▶ _Provided records_:
● ● ●

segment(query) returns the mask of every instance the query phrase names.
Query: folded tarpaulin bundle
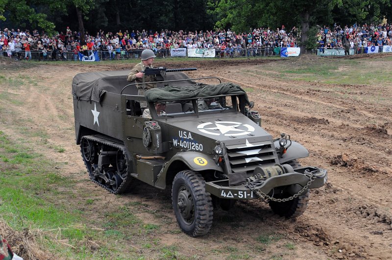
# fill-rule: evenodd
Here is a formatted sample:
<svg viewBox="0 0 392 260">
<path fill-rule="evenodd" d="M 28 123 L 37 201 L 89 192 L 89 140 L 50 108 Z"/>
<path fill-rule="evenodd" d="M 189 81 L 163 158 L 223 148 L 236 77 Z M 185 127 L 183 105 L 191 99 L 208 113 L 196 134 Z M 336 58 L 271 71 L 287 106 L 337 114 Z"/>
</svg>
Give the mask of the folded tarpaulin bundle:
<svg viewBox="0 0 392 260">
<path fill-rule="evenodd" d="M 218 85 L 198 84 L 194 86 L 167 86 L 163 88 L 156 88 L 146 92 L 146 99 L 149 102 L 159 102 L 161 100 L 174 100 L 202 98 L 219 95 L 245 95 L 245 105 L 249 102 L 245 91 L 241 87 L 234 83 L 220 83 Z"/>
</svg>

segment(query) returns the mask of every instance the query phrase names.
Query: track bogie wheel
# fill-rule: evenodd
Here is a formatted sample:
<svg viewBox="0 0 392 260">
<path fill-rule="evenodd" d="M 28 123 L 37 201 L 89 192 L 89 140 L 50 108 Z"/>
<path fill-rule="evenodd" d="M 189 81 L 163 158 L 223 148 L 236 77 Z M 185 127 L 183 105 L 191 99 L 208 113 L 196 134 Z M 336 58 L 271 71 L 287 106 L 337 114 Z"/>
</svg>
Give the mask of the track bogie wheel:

● ● ●

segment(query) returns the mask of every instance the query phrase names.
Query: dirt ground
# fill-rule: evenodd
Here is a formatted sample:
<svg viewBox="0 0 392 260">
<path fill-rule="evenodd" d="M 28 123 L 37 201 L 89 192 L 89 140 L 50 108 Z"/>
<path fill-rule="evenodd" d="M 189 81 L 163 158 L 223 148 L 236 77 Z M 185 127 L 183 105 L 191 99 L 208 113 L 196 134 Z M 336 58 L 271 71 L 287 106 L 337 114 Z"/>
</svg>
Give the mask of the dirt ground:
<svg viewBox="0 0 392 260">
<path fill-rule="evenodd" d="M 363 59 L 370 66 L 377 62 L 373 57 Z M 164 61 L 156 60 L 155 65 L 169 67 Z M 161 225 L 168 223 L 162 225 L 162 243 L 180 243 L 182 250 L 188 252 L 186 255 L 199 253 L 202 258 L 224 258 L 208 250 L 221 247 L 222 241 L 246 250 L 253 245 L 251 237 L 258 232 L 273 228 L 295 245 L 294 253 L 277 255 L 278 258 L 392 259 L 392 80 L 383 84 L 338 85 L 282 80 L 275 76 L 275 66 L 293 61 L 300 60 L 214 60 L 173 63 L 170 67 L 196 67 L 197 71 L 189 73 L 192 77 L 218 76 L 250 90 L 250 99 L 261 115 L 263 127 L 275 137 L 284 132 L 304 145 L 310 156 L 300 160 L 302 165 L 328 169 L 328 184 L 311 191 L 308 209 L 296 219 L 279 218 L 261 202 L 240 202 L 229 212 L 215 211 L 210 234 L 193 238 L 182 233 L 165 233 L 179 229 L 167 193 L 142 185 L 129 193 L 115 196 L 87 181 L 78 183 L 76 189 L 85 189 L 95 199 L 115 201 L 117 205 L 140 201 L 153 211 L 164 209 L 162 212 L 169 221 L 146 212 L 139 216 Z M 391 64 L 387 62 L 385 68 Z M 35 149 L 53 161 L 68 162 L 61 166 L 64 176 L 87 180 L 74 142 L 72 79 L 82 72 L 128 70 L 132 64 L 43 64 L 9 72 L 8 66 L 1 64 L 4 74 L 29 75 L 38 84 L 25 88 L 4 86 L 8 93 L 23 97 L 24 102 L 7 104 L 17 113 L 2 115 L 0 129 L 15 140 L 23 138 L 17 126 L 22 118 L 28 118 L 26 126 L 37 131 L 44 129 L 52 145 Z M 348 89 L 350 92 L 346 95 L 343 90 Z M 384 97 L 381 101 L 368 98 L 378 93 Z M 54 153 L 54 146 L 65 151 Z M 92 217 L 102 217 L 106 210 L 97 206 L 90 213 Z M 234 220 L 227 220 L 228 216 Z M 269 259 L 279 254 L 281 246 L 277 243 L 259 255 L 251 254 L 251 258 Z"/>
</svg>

● ● ●

▶ _Your objective_: Report every line of the material above that contains the word "Give", copying each line in full.

▶ _Full output_:
Give the mask of the folded tarpaulin bundle:
Give the mask of the track bogie wheel:
Give the mask of the dirt ground:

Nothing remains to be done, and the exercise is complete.